Stripping Characteristics

Various concentrations of H2SO4 and NaCl were tested as eluants for aluminum, magnesium, and iron from loaded resin. Resin-to-aqueous ratios of 1:1 were used for the acid tests; ratios of 1:1 and 1:2 were used for the NaCl tests. Analyses of the eluates were used to calculate the stripping efficiencies of the eluant being tested. Results of stripping tests are given

in table 2. It should be rioted that higher stripping efficiencies obtained from resin-to-aqueous ratios of 1:2 are a result of twice the number of sodium ions in the eluant.

Tests were run to determine the effect of increasing metal concentrations in H2SO4 as eluant on removal of additional aluminum, magnesium, and iron from loaded resin. In planning for multiple-cycle tests, one process selected was recycling of a portion of the eluate with a portion of fresh eluant added. The purpose was to increase the aluminum concentration in the final eluate to a level that would enable easier recovery while reducing the total volume of solution that would require treatment.

To prepare the test solutions, weighed amounts of aluminum, magnesium, and iron sulfates were added to H2SO4 solutions to simulate values expected in repeated recycles of stripping agent. For each test solution, the acid concentration was adjusted so that the total ion concentration remained at 9 equivalents per liter. To prevent crystallization of metal sulfates at room temperature, concentration of metals in H2SO4 could not exceed 21 grams per liter aluminum and 12 grams per liter each of magnesium and of iron. Equal volumes of loaded resin and test solution were equilibrated for 30 minutes, and the final phases were separated and analyzed. The results are shown in table 3. The additional amounts of metals that were removed from the resin in each recycle decreased as the concentrations of metals in the prepared eluant were increased. The aluminum concentration in the eluate was increased from 7 grams per liter in 9-N. H2SO4 to 18.2 grams per liter when the eluant used contained 16.3 grams per liter aluminum.

Given task 1:
Write out the lines of the listing starting at the line containing "Reviewer note: check that each instance of the road" and ending at the line containing "[[233, 185]]", requests included. In the answers, multiply every coordinate by 2.55 and round it to a whole number, with halves going up.
The listing below has nothing to do with the passage on resin stripping above.

Supplied material:
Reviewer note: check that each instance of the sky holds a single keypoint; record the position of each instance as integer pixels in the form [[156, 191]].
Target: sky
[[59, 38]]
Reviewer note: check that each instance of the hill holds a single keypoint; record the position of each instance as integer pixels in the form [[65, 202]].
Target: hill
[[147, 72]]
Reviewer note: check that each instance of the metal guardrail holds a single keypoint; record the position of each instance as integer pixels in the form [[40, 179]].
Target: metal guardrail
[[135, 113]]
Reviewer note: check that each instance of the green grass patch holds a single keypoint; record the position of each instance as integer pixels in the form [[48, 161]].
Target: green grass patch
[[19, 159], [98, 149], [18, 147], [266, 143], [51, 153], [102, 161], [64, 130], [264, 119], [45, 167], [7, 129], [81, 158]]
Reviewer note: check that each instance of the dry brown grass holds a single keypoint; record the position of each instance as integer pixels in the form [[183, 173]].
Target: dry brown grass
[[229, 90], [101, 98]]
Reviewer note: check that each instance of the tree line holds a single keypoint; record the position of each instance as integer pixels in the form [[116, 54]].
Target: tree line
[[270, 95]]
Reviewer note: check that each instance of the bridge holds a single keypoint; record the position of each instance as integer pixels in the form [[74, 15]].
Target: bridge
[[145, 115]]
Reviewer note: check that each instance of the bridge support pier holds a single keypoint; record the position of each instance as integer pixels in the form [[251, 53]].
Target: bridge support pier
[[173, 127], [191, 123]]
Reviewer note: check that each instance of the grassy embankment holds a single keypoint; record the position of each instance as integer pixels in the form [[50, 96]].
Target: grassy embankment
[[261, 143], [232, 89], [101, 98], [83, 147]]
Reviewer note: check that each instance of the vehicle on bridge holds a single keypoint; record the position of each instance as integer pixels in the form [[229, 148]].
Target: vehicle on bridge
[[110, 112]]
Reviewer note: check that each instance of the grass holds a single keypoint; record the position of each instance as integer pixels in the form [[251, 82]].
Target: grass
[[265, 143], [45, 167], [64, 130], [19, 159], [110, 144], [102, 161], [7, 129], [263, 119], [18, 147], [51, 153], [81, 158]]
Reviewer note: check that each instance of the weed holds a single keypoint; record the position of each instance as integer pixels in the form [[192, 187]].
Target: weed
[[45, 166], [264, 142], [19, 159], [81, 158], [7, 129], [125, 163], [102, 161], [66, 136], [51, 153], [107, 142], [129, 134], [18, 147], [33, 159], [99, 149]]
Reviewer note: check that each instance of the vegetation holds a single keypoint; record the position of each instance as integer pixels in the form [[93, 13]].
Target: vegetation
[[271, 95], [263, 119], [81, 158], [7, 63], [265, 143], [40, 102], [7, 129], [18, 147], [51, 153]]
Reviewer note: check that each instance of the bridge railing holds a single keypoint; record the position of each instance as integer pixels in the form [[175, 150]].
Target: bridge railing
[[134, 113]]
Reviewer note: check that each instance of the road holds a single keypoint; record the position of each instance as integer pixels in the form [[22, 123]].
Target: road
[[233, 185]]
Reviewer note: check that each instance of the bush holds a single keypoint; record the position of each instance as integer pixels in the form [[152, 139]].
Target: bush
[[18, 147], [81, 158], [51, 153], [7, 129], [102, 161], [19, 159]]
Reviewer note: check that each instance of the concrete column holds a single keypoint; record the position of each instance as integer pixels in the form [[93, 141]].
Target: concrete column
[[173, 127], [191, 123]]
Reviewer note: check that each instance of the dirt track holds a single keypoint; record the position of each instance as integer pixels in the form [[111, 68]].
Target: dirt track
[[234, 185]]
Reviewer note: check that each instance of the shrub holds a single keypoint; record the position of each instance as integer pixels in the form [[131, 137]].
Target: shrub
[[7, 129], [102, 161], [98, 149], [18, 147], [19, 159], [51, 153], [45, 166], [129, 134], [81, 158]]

Given task 2:
Duplicate the passage on resin stripping word for word, starting at "in table 2." and ending at "in the eluant.".

Exercise result 1:
Reviewer note: check that each instance of the road holds a single keypoint; record the position of each instance as integer pixels in the form [[22, 123]].
Target: road
[[594, 472]]

Exercise result 2:
in table 2. It should be rioted that higher stripping efficiencies obtained from resin-to-aqueous ratios of 1:2 are a result of twice the number of sodium ions in the eluant.